■ **Task**: Swap "dry grass tuft" for "dry grass clump" in the part that opens with the line containing "Can you see the bird's back?" and closes with the line containing "[[663, 667]]", then write out only those lines with all else unchanged.

───── Extracted information

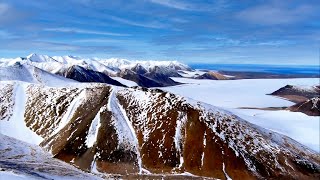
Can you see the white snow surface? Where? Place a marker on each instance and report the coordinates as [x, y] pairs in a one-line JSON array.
[[110, 66], [232, 94], [15, 126], [125, 81], [29, 73]]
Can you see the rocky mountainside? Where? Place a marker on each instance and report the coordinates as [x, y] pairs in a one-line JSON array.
[[81, 74], [108, 129], [21, 160]]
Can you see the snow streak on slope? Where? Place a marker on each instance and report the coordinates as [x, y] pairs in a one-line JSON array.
[[126, 133], [20, 160], [15, 126], [93, 130]]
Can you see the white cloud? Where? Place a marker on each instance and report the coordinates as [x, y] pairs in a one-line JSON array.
[[4, 8], [83, 31], [174, 4], [155, 25], [272, 14]]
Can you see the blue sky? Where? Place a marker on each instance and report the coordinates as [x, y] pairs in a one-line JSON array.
[[202, 31]]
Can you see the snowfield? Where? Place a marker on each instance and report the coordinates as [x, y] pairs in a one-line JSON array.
[[232, 94]]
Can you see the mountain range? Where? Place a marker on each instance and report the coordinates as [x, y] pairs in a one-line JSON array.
[[105, 128]]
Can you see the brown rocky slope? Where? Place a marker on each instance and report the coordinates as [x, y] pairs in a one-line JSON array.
[[101, 128]]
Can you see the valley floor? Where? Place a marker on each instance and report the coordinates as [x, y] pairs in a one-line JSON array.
[[235, 94]]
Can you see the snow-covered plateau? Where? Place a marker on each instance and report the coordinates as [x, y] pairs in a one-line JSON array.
[[56, 123], [234, 95]]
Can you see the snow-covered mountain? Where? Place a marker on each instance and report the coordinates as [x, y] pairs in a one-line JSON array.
[[108, 129], [144, 73]]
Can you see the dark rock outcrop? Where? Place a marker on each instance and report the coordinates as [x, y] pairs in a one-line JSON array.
[[81, 74], [310, 107]]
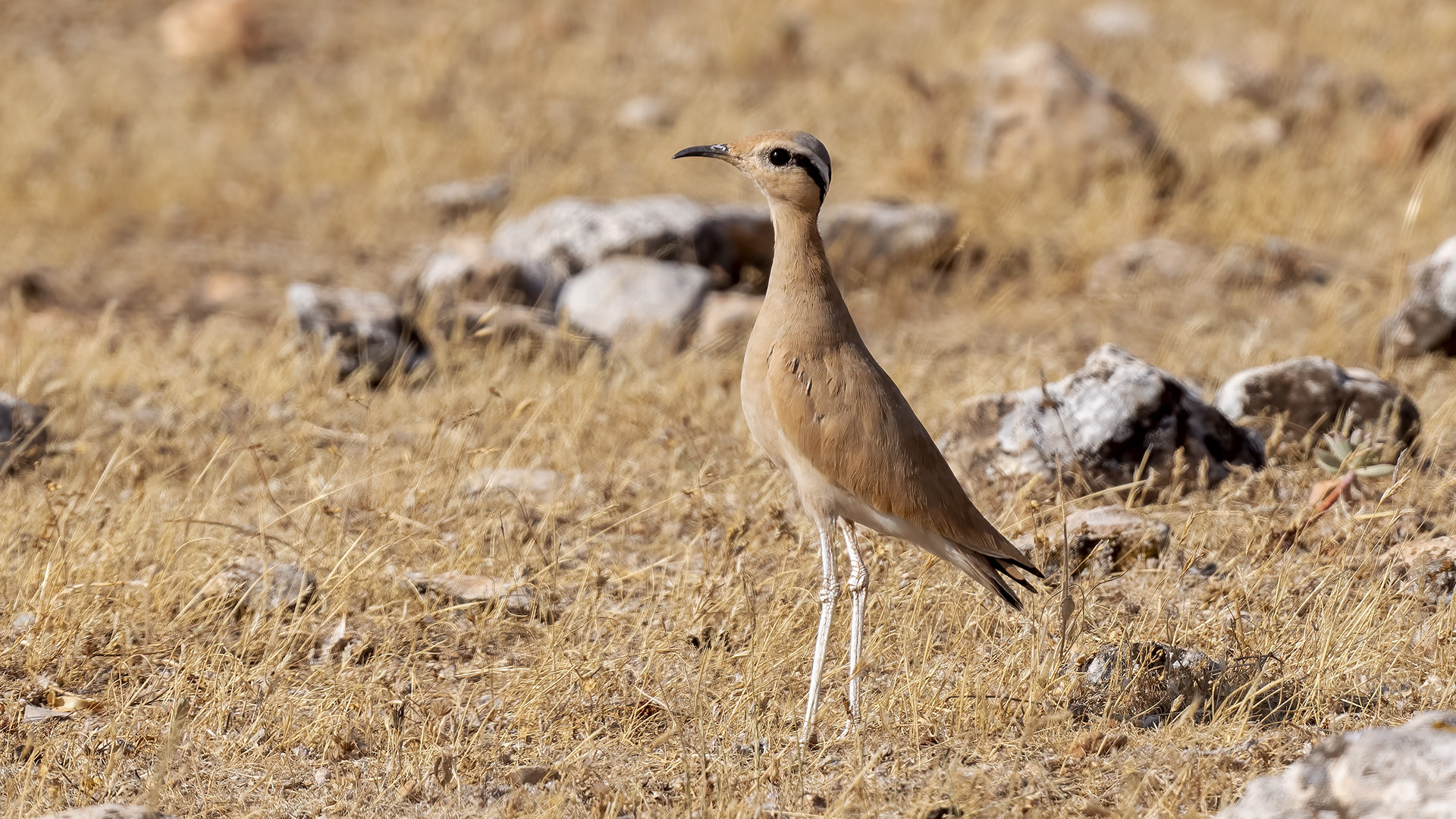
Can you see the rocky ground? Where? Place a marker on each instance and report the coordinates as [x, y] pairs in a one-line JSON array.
[[370, 436]]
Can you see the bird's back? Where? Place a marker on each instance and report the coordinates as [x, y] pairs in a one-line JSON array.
[[826, 411]]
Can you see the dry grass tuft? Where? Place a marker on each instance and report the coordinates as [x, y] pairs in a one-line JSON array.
[[663, 667]]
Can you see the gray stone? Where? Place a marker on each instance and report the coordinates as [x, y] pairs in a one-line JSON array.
[[1112, 419], [108, 811], [367, 327], [1147, 682], [258, 586], [1426, 321], [24, 433], [1381, 773], [628, 297], [1316, 394], [1104, 539], [457, 200], [1040, 110], [880, 237]]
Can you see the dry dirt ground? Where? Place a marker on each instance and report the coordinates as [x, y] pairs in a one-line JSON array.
[[666, 670]]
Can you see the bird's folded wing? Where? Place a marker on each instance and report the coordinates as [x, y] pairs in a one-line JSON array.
[[845, 414]]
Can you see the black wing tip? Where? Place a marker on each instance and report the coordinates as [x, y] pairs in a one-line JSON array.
[[1002, 575]]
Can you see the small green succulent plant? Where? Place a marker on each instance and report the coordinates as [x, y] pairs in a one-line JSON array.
[[1354, 453]]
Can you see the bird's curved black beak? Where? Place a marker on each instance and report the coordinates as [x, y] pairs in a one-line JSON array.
[[718, 152]]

──────────

■ **Result of the task**:
Can you see the bird's back? Where? Place a marker on each instance and report the coordinates as [x, y] pairs in a one-line JSON array.
[[826, 411]]
Can you see the dry grass clump? Where? Place a marker on each instance and report the coordinates as [x, y] pairs in a one-line JSON array.
[[663, 667]]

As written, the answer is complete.